EXERCISE GOAL:
How many lines in the rows below contain the string "smokestack"? Treat case as significant, and reply with the number alone.

Lines of data:
▬▬▬

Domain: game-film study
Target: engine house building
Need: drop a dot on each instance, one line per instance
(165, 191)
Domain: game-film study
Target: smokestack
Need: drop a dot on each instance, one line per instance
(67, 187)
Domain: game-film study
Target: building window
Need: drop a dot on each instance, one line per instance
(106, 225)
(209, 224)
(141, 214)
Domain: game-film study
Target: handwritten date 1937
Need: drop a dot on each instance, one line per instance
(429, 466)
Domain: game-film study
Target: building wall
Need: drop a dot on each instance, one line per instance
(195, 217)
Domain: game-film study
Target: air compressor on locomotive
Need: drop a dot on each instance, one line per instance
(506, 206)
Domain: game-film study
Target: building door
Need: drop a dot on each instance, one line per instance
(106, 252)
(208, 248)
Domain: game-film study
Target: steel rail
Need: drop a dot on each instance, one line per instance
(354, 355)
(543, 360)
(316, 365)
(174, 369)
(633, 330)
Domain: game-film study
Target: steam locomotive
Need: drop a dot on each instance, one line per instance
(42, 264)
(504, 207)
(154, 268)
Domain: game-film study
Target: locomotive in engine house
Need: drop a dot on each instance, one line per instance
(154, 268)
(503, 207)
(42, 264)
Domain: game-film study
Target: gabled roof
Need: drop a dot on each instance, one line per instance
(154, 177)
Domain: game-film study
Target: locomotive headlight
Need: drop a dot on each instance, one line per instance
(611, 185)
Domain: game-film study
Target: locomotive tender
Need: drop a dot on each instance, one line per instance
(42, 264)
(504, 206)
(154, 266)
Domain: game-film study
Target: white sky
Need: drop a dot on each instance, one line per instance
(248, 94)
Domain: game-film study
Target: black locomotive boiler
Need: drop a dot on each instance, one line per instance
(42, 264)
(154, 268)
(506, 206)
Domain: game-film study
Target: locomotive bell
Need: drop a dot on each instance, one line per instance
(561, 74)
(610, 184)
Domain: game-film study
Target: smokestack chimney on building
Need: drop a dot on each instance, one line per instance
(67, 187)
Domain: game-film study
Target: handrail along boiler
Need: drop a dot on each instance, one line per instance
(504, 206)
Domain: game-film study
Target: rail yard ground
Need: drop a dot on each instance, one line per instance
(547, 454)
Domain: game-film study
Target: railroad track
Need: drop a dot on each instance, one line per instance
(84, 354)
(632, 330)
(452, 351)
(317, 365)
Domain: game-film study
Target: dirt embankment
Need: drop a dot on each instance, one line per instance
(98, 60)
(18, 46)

▬▬▬

RESPONSE TO THIS TASK:
2